▶ **Given task**
In the listing below, revise the lines from the one containing "Check that each instance of the conifer" through the end of the listing, both included. Replace "shrub" with "hedge", keep everything else the same, and give back only those lines.

▶ **Listed records**
────────────────
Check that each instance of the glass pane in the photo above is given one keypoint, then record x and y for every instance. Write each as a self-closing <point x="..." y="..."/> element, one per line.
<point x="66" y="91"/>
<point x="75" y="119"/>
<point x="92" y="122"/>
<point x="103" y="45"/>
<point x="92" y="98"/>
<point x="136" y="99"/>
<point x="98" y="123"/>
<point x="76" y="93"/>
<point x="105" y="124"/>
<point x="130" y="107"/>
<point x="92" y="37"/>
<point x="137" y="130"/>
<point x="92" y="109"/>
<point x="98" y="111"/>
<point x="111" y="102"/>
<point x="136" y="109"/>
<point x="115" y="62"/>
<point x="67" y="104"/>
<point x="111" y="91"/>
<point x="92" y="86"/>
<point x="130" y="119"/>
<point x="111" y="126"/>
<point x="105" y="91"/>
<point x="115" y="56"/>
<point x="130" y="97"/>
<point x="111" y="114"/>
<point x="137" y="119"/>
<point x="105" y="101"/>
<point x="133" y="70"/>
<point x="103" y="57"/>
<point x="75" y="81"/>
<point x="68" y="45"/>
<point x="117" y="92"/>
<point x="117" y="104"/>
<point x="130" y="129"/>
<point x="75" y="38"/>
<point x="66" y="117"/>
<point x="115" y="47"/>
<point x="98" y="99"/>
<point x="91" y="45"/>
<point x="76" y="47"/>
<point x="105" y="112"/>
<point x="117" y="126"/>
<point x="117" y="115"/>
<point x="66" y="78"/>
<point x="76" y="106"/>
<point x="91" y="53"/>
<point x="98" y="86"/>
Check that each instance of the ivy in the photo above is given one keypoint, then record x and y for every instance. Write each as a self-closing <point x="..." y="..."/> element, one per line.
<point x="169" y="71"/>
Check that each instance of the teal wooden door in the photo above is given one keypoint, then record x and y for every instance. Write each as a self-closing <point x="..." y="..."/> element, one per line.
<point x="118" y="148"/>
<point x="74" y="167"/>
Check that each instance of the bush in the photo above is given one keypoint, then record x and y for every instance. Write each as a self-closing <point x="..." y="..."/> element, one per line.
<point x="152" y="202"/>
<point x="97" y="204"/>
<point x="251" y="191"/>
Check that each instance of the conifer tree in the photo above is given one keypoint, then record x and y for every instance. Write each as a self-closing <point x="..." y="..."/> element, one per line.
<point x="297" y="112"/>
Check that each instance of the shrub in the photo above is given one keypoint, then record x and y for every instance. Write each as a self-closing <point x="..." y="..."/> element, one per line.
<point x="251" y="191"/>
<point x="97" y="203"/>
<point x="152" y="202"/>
────────────────
▶ **Finished exercise**
Check that each instance of the conifer tree in the photo above is given one keypoint, then record x and y for every instance. Write each as a self-closing <point x="..." y="..."/> element, one per line.
<point x="297" y="112"/>
Check that each instance of the hedge in the photo above is given one keypoint, then record x and y for every instance. Write each as a self-closing <point x="..." y="..."/> element, one per line.
<point x="251" y="191"/>
<point x="97" y="203"/>
<point x="152" y="202"/>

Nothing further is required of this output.